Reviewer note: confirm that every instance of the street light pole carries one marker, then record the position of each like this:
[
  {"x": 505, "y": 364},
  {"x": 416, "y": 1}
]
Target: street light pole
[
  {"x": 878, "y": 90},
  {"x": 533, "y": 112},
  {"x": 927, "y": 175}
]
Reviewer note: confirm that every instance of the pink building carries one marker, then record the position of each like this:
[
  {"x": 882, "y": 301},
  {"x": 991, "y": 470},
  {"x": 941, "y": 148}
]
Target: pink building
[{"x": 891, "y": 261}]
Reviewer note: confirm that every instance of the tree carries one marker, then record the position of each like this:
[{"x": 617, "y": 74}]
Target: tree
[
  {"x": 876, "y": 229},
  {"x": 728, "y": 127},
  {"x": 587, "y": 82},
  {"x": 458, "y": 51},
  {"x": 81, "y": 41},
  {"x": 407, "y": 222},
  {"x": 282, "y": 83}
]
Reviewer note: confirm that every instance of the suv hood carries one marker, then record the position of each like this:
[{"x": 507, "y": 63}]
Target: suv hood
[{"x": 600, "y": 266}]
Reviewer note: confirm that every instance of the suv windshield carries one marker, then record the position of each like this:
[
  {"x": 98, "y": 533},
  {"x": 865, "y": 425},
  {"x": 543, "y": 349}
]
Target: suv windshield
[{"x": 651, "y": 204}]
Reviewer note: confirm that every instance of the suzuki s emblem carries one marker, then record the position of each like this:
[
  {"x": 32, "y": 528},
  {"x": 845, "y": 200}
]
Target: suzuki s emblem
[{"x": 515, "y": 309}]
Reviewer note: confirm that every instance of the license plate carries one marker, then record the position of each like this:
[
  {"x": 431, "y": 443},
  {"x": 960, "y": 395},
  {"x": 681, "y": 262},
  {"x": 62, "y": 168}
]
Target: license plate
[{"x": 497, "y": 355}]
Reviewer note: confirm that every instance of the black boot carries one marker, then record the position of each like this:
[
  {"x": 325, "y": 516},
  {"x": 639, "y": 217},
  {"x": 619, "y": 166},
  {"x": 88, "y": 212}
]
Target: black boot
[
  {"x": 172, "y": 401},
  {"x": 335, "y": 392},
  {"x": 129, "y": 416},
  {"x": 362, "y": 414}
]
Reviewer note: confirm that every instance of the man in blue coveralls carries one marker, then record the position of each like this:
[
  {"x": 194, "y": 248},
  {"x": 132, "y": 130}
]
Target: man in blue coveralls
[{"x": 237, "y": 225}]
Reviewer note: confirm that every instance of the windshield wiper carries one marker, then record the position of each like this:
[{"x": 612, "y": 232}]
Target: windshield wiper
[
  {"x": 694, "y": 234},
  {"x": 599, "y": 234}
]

+ + + + +

Output every line above without altering anything.

_Exercise response_:
Reviewer note: confirm that every instance of the street light pole carries one marker, then record the position of each like this:
[
  {"x": 505, "y": 364},
  {"x": 416, "y": 1}
]
Target: street light pole
[
  {"x": 878, "y": 90},
  {"x": 533, "y": 112},
  {"x": 927, "y": 175}
]
Reviewer note: confirm that every instance of the pink building carries one marker, then record the position of each like this:
[
  {"x": 882, "y": 301},
  {"x": 991, "y": 470},
  {"x": 941, "y": 148}
]
Target: pink building
[{"x": 891, "y": 261}]
Reviewer note: confirm that every instance of the tree carries one marker, then record the position of each like this:
[{"x": 617, "y": 74}]
Target: tree
[
  {"x": 876, "y": 229},
  {"x": 728, "y": 127},
  {"x": 587, "y": 82},
  {"x": 458, "y": 51},
  {"x": 81, "y": 41},
  {"x": 407, "y": 222},
  {"x": 282, "y": 83}
]
Reviewer note: confirm that every instance of the suv hood carries one marker, then record the position of each like this:
[{"x": 507, "y": 63}]
Target: suv hood
[{"x": 600, "y": 266}]
Reviewer note: confirm that every instance of the suv windshield carries one marker, then record the position of each like this:
[
  {"x": 98, "y": 533},
  {"x": 865, "y": 425},
  {"x": 543, "y": 349}
]
Target: suv windshield
[{"x": 651, "y": 204}]
Reviewer note: confirm that every instance of the suzuki s emblem carries one marker, then record the position of each like this:
[
  {"x": 32, "y": 528},
  {"x": 845, "y": 200}
]
Target: suzuki s emblem
[{"x": 515, "y": 309}]
Reviewer note: confirm that every instance of the license plate carries one marker, then record the position of each like this:
[
  {"x": 431, "y": 443},
  {"x": 960, "y": 395},
  {"x": 681, "y": 262},
  {"x": 62, "y": 168}
]
Target: license plate
[{"x": 497, "y": 355}]
Reviewer note: confirm that every instance of the black boot carries one marker, then record the position of each like this:
[
  {"x": 325, "y": 516},
  {"x": 639, "y": 217},
  {"x": 619, "y": 166},
  {"x": 88, "y": 212}
]
Target: black boot
[
  {"x": 172, "y": 401},
  {"x": 335, "y": 392},
  {"x": 129, "y": 416},
  {"x": 362, "y": 414}
]
Reviewer note: confirm that every instance of the man in blue coveralls carries one marker, then record the position of each like this:
[
  {"x": 194, "y": 248},
  {"x": 132, "y": 130}
]
Target: man in blue coveralls
[{"x": 237, "y": 225}]
Reviewer note: confirm that every instance of the windshield wiper carries one marker, then record the position of each like this:
[{"x": 612, "y": 232}]
Target: windshield wiper
[
  {"x": 694, "y": 234},
  {"x": 599, "y": 234}
]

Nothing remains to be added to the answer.